-------- Page extract

Notice that the device is symmetric with respect to the ports. This means that it is not actually necessary to run the simulation for the second lumped port LP2 - we could just use the results from exciting the first port LP1. Below, we demonstrate how to specify this S-parameter symmetry. The mapping sparam_mapping is a set of tuples that specify numerical proportionality factors between various S_ij entries. Each S_ij entry is represented in turn by a tuple of input/output ports.
# Specify port symmetry
map_s11, map_s21, map_s12, map_s22 = (
("LP1", "LP1"),
("LP2", "LP1"),
("LP1", "LP2"),
("LP2", "LP2"),
)
sparam_mapping = ((map_s21, map_s12, 1), (map_s11, map_s22, 1))

----------------
-------- Extracted information

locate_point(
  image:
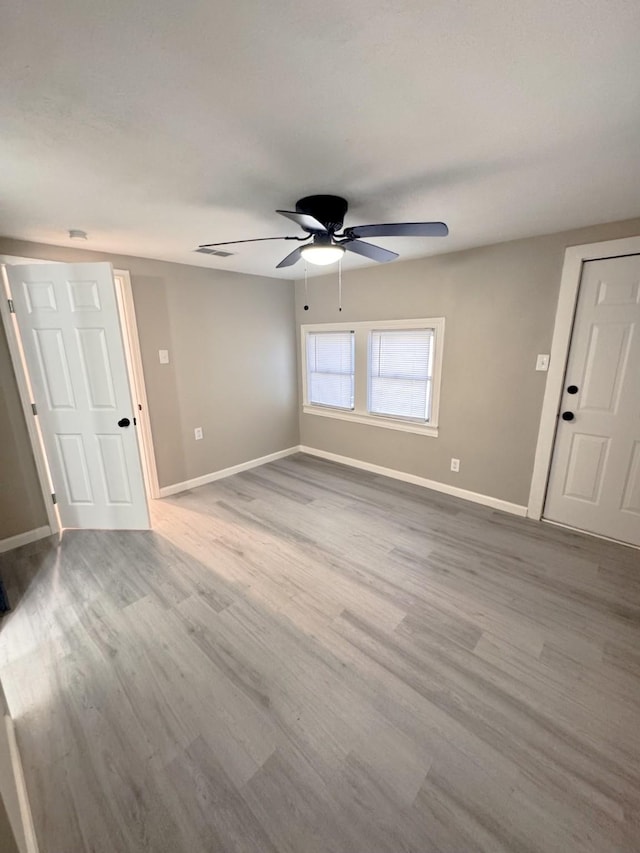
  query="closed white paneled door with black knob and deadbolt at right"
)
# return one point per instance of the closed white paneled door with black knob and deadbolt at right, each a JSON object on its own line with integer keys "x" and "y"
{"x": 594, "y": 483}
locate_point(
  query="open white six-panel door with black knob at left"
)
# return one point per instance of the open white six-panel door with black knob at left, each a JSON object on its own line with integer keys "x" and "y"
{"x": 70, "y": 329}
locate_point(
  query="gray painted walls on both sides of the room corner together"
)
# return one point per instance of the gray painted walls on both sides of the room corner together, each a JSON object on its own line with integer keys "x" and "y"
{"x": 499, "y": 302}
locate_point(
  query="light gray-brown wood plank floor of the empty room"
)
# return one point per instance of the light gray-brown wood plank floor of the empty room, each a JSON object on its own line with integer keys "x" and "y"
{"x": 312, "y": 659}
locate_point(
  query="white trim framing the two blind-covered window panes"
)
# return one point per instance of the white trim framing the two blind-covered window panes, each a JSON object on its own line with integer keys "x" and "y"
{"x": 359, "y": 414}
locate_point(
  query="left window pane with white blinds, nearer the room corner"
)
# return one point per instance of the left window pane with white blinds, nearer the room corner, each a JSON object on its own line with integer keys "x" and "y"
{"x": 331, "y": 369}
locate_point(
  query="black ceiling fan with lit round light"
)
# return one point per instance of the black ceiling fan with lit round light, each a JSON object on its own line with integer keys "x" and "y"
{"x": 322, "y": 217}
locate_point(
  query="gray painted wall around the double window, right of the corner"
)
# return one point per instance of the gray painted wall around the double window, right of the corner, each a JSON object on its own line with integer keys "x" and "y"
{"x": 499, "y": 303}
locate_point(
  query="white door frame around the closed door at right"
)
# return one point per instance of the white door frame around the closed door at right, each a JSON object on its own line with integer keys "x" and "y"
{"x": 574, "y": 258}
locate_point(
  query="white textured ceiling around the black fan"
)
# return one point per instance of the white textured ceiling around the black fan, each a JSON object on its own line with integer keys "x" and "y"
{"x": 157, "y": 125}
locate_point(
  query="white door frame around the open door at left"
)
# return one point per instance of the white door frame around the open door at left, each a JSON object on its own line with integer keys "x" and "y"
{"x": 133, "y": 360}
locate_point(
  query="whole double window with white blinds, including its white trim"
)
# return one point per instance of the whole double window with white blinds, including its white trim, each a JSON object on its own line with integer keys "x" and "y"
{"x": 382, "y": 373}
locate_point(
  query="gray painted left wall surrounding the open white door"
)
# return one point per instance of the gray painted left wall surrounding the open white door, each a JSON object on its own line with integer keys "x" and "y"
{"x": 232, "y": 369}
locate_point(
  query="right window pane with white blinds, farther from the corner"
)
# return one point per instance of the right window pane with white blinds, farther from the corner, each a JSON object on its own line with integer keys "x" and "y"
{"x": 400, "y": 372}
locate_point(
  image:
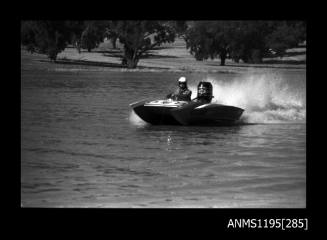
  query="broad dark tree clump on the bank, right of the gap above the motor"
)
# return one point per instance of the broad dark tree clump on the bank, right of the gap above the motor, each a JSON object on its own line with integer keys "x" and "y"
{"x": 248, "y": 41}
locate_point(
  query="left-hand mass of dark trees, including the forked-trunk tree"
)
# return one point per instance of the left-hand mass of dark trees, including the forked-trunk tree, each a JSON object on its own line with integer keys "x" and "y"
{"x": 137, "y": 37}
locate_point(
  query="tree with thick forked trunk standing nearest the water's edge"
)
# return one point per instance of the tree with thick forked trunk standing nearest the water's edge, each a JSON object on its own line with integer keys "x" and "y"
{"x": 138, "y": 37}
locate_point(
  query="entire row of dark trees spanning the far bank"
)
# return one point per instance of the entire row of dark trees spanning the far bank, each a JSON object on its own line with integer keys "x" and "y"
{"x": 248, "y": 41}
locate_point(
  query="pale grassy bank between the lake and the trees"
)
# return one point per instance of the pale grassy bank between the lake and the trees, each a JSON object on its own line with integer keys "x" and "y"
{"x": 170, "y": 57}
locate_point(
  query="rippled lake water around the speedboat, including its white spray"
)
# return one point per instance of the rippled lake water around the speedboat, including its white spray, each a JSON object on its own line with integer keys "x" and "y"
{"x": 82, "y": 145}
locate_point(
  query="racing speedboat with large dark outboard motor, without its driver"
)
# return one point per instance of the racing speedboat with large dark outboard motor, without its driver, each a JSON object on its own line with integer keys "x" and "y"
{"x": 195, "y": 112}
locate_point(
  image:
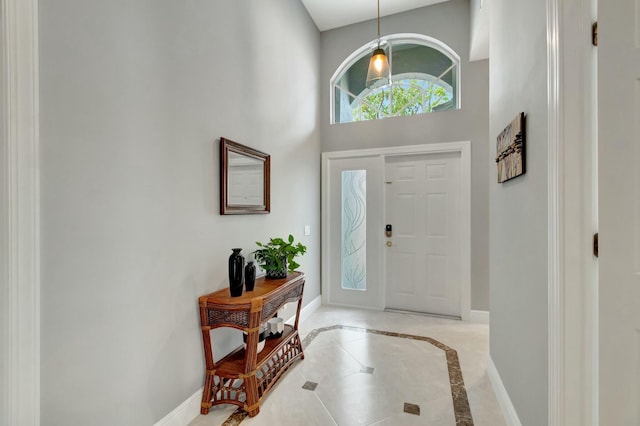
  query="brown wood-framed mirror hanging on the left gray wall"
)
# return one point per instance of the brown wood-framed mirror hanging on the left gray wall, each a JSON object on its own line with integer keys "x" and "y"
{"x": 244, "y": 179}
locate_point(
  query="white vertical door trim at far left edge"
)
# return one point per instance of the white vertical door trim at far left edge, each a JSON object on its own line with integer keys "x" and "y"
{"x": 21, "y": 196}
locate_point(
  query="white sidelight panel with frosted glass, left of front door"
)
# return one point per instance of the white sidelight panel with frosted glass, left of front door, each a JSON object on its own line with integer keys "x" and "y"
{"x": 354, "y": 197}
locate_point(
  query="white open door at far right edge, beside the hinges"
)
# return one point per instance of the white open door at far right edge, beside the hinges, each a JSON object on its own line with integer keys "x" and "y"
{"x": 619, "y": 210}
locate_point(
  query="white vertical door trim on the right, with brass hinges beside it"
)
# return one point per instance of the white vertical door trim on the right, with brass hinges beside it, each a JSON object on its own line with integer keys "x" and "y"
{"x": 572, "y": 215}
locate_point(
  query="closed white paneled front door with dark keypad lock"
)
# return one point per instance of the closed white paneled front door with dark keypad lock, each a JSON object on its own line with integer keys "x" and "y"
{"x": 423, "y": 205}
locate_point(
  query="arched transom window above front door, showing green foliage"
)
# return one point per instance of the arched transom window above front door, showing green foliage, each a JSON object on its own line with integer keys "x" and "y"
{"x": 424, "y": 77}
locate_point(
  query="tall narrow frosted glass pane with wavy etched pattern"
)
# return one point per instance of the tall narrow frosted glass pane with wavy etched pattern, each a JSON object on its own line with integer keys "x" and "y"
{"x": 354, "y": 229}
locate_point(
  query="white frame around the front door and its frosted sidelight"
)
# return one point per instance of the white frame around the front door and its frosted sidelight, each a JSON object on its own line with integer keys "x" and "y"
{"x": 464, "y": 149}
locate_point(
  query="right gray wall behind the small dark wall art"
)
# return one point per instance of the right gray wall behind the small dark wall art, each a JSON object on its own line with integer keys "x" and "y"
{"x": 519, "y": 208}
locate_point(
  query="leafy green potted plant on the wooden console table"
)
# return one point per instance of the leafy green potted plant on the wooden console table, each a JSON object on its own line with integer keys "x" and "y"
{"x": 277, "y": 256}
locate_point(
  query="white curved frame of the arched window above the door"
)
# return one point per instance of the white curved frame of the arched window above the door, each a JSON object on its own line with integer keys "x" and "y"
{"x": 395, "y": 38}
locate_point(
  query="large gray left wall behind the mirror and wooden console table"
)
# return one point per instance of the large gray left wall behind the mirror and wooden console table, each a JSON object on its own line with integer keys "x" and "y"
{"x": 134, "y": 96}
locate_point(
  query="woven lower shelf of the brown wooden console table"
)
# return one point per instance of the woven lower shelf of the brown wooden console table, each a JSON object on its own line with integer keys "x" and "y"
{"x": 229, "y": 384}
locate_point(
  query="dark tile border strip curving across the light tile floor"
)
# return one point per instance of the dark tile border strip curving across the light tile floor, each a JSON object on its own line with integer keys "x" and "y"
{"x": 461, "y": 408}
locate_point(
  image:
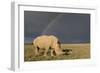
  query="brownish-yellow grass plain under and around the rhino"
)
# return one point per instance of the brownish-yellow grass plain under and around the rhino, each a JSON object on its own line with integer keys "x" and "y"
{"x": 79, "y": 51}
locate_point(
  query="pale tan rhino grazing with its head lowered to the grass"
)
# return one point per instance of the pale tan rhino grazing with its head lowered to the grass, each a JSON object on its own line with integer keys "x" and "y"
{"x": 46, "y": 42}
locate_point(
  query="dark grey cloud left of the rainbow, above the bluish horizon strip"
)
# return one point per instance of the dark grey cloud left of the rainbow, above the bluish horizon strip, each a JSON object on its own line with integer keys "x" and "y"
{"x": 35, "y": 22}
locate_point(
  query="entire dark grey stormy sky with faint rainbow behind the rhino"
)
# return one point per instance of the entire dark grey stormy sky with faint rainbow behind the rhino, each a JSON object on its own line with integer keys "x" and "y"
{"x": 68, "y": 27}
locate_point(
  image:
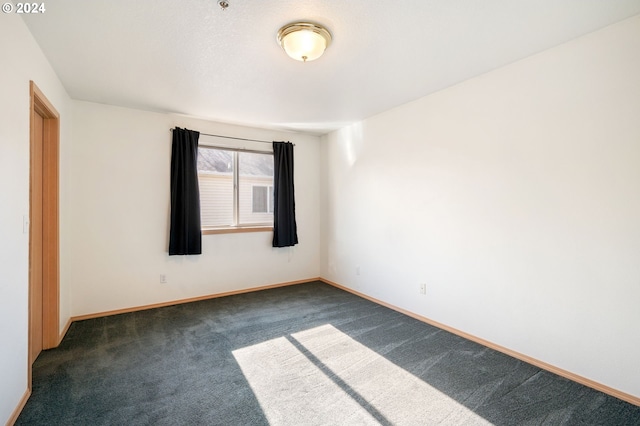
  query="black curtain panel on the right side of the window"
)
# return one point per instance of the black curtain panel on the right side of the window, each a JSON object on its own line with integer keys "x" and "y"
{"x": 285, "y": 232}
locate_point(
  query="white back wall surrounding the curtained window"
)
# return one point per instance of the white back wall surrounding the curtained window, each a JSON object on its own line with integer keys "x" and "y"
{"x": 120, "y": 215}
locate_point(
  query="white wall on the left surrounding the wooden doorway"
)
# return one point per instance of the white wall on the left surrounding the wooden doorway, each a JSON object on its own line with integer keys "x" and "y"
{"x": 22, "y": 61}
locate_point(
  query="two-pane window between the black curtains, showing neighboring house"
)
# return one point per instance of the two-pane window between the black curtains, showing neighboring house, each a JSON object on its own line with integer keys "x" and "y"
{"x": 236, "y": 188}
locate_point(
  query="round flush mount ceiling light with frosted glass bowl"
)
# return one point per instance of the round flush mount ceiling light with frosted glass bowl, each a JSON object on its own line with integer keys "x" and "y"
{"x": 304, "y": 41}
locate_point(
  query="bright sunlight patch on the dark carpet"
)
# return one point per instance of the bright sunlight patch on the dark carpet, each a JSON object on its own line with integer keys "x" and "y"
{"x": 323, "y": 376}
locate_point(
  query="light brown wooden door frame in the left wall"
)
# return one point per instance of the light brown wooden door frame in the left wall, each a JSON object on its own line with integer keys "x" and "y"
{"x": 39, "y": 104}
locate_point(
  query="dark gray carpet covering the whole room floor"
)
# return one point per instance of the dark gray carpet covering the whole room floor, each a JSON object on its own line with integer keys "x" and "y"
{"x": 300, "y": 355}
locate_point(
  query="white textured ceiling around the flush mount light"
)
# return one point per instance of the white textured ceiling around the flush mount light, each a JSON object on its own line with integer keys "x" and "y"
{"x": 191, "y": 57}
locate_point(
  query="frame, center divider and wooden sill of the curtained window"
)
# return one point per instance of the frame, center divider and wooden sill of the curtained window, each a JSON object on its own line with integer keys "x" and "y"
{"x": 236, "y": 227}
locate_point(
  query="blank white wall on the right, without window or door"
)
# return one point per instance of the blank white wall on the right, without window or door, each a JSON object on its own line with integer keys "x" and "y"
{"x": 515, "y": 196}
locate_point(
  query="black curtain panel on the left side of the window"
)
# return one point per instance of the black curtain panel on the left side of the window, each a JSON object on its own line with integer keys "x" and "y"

----------------

** Task to complete **
Pick up the excerpt on S-parameter port symmetry and continue it from its last line.

** Output **
The mapping is specified in the element_mappings parameter of TerminalComponentModeler. The TerminalComponentModeler automatically skips running certain ports if its entire column in the S-matrix is mapped, thus saving on simulation cost.
tcm = rf.TerminalComponentModeler(
simulation=sim, ports=[LP1, LP2], freqs=freqs, element_mappings=sparam_mapping
)
Visualization¶
Before running, it is a good idea to plot the simulation to check the geometry and grid.
sim.plot_3d()
# Plot top and bottom planes
fig, ax = plt.subplots(2, 1, figsize=(9, 8), tight_layout=True)
sim.plot_grid(z=z_bot, ax=ax[0])
sim.plot(z=z_bot, ax=ax[0], monitor_alpha=0, hlim=(-0.8 * L, 0.8 * L), vlim=(-0.6 * W, 0.6 * W))
ax[0].set_title("Bottom layer")
sim.plot_grid(z=z_top, ax=ax[1])
sim.plot(z=z_top, ax=ax[1], monitor_alpha=0, hlim=(-0.6 * L, 0.6 * L), vlim=(-0.2 * W, 0.2 * W))
ax[1].set_title("Top layer")
plt.show()
# Plot lumped ports
fig, ax = plt.subplots(1, 2, figsize=(10, 5), tight_layout=True)
tcm.plot_sim(x=-L / 2, ax=ax[0], monitor_alpha=0)
sim.plot_grid(x=-L / 2, ax=ax[0], hlim=(-FW, FW), vlim=(2 * z_bot, 2 * z_top))
tcm.plot_sim(x=L / 2, ax=ax[1], monitor_alpha=0)
sim.plot_grid(x=L / 2, ax=ax[1], hlim=(-FW, FW), vlim=(2 * z_bot, 2 * z_top))
plt.show()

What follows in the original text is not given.